(Data to examine Opens)

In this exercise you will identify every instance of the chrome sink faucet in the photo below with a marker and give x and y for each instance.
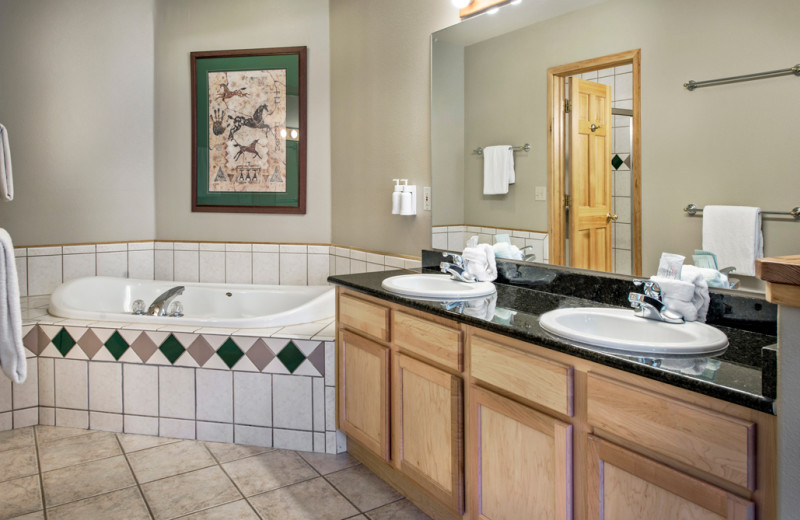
(649, 305)
(458, 269)
(160, 304)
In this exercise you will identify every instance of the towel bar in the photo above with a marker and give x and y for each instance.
(692, 209)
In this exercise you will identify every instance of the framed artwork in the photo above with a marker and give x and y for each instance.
(249, 130)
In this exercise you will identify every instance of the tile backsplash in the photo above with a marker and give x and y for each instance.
(42, 269)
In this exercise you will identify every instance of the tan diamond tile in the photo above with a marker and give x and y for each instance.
(189, 492)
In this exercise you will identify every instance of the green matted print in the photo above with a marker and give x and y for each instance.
(249, 130)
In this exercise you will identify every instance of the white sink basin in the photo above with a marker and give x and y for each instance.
(620, 329)
(436, 287)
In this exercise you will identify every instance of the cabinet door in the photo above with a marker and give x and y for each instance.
(427, 445)
(624, 484)
(522, 465)
(364, 392)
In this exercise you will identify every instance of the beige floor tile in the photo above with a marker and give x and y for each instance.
(189, 492)
(239, 510)
(18, 463)
(310, 499)
(86, 480)
(225, 452)
(169, 459)
(20, 496)
(125, 503)
(54, 433)
(268, 471)
(132, 442)
(13, 439)
(326, 463)
(400, 510)
(363, 488)
(77, 450)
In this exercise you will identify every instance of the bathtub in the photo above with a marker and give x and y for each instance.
(104, 298)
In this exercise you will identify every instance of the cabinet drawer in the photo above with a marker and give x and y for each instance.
(438, 343)
(704, 439)
(529, 376)
(364, 316)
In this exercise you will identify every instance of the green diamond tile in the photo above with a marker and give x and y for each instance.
(291, 357)
(116, 345)
(172, 349)
(63, 341)
(230, 353)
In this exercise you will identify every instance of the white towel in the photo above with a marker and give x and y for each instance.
(733, 233)
(12, 354)
(481, 262)
(6, 178)
(498, 169)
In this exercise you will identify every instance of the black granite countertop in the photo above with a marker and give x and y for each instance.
(734, 376)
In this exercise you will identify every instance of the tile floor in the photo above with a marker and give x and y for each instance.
(67, 473)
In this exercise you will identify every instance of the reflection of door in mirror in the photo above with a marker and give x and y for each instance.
(594, 175)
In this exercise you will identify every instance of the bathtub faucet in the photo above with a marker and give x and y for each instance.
(160, 304)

(Data to examine Closes)

**Exercise objective:** Set down exactly the lines of the material above from the one with "the white towel" through the end. Include both ends and nothing else.

**Task output:**
In this exercise you will identify every instance of the white towel in the photo above with a marker and give x and y for each instance.
(733, 233)
(12, 354)
(481, 262)
(6, 178)
(498, 169)
In this exercise you will identify every instance of the black granite countertop in the photo above with a marker and give x and y for each instance.
(734, 376)
In this exercise you will identify every instance of the tile floor in the photo above with a marker and give x and y for each instance.
(67, 473)
In this exercise you will identify every instance of the reflection of door in mirror in the photo above with a marker and give x and y for each instance.
(594, 175)
In this exercise you will identify every instance of the bathtub faucet in the photo above with a marker and give x and y for each instance.
(160, 304)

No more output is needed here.